▸ Aufgabenstellung
Schreiben Sie aus dem Text über das Taschengeld im Knax-Club wortgetreu den Abschnitt ab, der mit den Worten „Geld beflügelt die“ beginnt und mit „Giro mit Servicekarte.“ endet.

▸ Vorliegender Text
Taschengeld im Knax-Club

■ Banken buhlen um das Taschengeld der Teenies

Ja, öffne sie nur, die Sparkassen- Türe. Nicht so zögerlich, hier bei uns im Knax-Club brauchst Du doch keine Angst zu haben! Klar, sie erwarten Dich schon: Steuerbert und Backbert, die Seebären und der Schreiber Gantenkiel, Pierre Kattun, der Schneider und natürlich auch Pomm-Fritz und Pomm-Friedel, die Bauersleute. Niemals werden sie es zulassen, daß die hinterlistigen Fetzensteiner uns den Schatz abjagen. Und Du weißt doch: „Der Schatz, der Gold wert ist, heißt Sparkassenbuch.“

Geld beflügelt die Phantasie. Und dafür hat sich die Kreditanstalt mit dem roten S eine gestrichelte Welt ausgedacht, dem Erfolgsmuster des Gallier-Comics „Asterix“ frei nachempfunden. Damit die Kunden von morgen erwartungsvoll lächelnd ihre Sparschweine schlachten und dessen klimpernden Innereien gegen ein Juniorsparschwein eintauschen. Deshalb weiß auch die Deutsche Bank: „Schwein muß man nicht haben“, sondern besser Das Junge Konto für die etwas Älteren, natürlich ein Giro mit Servicekarte.

[Gespeicherte Datensätze]

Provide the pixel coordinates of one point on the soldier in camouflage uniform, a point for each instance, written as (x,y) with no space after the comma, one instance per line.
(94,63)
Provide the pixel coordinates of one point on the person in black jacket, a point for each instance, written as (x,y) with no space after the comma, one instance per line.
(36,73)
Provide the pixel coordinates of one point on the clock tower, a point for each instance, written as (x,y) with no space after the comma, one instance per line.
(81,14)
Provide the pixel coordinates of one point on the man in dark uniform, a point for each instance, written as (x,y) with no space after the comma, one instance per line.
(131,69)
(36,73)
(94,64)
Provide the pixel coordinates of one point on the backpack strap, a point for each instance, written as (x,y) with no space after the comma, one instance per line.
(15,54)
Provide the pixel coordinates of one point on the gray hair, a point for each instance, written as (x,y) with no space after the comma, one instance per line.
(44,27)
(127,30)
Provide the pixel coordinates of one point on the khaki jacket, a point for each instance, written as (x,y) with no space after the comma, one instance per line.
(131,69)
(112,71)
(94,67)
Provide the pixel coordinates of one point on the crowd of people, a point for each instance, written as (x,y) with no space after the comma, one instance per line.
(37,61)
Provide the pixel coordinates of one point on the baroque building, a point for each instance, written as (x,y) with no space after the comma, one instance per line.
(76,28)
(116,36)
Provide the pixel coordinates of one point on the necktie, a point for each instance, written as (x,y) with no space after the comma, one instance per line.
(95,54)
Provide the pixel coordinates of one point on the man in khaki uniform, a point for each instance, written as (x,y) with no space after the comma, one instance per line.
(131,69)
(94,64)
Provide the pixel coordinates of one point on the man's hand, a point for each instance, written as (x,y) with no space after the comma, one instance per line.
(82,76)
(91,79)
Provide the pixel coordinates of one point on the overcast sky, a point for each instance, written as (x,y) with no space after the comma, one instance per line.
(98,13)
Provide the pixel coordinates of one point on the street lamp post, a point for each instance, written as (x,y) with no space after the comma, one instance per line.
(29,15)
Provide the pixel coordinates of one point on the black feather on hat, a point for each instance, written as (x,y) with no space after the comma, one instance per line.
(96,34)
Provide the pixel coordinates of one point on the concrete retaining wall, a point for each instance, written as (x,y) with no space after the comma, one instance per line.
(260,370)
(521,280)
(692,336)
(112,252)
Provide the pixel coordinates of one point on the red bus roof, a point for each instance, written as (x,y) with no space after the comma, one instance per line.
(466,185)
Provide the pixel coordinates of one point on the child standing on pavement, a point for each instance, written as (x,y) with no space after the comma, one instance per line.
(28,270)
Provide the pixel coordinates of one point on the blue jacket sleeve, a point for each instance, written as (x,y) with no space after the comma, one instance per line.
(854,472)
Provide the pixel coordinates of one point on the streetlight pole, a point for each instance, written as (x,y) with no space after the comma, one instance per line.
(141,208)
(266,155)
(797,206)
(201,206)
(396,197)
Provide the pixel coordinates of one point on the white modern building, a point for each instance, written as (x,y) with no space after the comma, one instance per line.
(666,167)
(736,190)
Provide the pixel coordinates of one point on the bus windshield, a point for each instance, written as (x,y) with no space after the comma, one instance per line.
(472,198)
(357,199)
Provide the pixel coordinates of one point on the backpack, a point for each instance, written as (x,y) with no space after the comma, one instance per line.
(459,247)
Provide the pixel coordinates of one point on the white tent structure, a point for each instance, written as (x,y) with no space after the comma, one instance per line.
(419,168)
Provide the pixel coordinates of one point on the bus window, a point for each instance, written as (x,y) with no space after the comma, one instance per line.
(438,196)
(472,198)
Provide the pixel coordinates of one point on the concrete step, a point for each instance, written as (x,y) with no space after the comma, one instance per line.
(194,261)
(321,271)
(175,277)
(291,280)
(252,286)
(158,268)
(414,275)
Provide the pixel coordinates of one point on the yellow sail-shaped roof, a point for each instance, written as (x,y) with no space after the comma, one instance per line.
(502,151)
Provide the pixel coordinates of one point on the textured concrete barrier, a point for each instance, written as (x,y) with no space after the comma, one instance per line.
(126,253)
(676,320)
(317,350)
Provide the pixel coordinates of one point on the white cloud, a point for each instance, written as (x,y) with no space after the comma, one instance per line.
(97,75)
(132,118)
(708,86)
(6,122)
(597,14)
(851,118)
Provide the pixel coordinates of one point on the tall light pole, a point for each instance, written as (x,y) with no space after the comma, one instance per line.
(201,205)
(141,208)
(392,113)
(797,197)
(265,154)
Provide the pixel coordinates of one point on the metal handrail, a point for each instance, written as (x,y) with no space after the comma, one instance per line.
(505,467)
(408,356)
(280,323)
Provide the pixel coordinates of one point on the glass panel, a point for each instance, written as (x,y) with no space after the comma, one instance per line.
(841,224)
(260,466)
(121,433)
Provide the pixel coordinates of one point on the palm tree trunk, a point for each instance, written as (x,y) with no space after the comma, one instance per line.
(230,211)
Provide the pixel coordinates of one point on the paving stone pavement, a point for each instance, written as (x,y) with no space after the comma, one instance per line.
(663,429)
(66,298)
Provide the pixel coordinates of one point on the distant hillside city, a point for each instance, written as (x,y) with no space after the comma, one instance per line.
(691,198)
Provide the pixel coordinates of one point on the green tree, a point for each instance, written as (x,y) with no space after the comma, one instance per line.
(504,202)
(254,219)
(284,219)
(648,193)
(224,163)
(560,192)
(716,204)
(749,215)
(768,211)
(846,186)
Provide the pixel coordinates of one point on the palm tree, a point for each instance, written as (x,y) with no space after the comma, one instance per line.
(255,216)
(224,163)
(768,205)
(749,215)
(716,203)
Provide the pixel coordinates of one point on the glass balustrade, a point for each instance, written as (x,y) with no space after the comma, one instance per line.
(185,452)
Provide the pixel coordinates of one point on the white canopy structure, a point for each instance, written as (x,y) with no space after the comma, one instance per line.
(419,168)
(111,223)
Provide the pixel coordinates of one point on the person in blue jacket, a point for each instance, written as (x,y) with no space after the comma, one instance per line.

▸ Antwort
Geld beflügelt die Phantasie. Und dafür hat sich die Kreditanstalt mit dem roten S eine gestrichelte Welt ausgedacht, dem Erfolgsmuster des Gallier-Comics „Asterix“ frei nachempfunden. Damit die Kunden von morgen erwartungsvoll lächelnd ihre Sparschweine schlachten und dessen klimpernden Innereien gegen ein Juniorsparschwein eintauschen. Deshalb weiß auch die Deutsche Bank: „Schwein muß man nicht haben“, sondern besser Das Junge Konto für die etwas Älteren, natürlich ein Giro mit Servicekarte.